Text excerpt section start

The Tennessee State University audit committee on Nov. 20 received a detailed briefing on the Division of State Audit’s 2023 financial and compliance audit; Dr. Forbes Williams summarized 15 findings and the status of corrective actions.
Williams said internal review found that several audit findings remained unresolved. Among the findings still marked as not corrected were: management oversight weaknesses that allowed control breakdowns; bank reconciliations not prepared or reviewed timely; ledger, grants and subledger reconciliation problems; HEERF (federal pandemic relief) compliance issues; and multiple Title IV (federal student-aid) reporting and refunding problems. Williams said the university had made some progress in areas such as accounts receivable collections and had recently hired a controller (began Nov. 10) and that a new director of compliance in financial aid had been appointed.
When asked about timing and consequences, Williams said the state does not grant additional time to resolve findings; the Division of State Audit performs routine follow-up and the next audit (for FY2025) was scheduled to begin soon. Trustees discussed staffing, governance and next steps to address control gaps; several trustees emphasized culture and the need for enterprise risk-management and quality-assurance measures.

Text excerpt section end
Excerpted records section start

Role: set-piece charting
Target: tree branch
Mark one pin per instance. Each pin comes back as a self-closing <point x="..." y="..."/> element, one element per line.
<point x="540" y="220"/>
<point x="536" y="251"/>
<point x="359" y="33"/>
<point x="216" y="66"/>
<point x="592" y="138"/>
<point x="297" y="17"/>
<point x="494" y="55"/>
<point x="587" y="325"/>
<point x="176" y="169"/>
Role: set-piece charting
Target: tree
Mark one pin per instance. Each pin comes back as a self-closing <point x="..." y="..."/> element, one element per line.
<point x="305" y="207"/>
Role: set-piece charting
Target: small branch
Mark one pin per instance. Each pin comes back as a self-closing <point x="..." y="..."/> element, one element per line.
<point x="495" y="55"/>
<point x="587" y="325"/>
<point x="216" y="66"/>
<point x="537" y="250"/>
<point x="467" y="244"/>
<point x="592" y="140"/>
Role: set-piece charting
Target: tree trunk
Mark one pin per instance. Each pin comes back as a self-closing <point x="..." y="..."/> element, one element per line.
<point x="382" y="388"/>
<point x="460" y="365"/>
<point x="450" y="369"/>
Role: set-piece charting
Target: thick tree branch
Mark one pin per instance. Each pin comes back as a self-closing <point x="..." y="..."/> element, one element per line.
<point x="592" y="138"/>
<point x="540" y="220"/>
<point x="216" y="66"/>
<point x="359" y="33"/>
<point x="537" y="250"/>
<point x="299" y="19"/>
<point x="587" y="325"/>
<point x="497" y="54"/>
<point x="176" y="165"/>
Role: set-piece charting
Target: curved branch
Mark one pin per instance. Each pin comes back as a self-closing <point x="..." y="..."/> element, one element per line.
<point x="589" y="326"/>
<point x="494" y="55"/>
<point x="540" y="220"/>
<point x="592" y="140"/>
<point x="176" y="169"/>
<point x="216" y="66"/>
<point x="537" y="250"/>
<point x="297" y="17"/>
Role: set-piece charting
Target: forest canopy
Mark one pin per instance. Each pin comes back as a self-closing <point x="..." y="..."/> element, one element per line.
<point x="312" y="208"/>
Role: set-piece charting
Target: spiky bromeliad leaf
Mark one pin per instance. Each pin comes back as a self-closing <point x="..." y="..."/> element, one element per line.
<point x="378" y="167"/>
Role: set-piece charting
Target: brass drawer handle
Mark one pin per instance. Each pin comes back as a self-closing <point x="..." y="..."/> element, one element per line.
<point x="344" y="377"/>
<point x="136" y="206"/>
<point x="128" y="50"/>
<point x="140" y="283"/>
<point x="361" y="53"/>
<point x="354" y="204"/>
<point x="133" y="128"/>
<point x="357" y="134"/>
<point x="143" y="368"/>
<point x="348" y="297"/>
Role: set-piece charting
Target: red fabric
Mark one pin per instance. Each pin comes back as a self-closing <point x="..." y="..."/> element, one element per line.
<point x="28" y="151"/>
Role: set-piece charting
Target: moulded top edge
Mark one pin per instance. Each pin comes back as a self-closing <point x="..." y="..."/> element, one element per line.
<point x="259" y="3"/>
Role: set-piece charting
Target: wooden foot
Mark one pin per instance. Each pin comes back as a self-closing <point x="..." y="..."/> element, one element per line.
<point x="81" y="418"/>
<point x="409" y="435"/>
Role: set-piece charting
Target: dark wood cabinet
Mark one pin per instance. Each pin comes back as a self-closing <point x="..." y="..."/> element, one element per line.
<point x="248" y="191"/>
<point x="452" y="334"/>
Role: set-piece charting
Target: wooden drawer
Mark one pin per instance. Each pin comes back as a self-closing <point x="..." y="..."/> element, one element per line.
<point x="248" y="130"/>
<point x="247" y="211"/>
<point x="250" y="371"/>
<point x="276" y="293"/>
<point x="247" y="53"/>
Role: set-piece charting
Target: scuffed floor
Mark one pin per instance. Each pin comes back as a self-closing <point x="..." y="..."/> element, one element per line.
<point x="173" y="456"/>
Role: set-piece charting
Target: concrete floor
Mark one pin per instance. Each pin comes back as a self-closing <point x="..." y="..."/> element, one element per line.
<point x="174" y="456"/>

Excerpted records section end

### Task item A
Using the text on the Tennessee State University audit briefing, decide whether each statement agrees with it: (i) The newly hired controller began on Nov. 10. (ii) The state allows extra time to resolve audit findings. (iii) Williams summarized 12 findings. Answer yes or no for each and quote the words from the text that decide it.
### Task item B
Write what comes next in the text on the Tennessee State University audit briefing, starting after its final sentence.

### Expected answer A
(i) Yes: "had recently hired a controller (began Nov. 10)"
(ii) No: "the state does not grant additional time to resolve findings"
(iii) No: "Dr. Forbes Williams summarized 15 findings"

### Expected answer B
The committee also reviewed a gap assessment prepared by an external firm to evaluate internal audit against professional standards and discussed recommended action steps (update charters, formalize quality-assurance programs, provide board education and improve risk coordination). The committee voted to move into executive session to address confidential matters.
No vote was required for the informational audit report; trustees recorded concerns about timeliness of corrective measures and asked administration and internal audit to accelerate remediation efforts.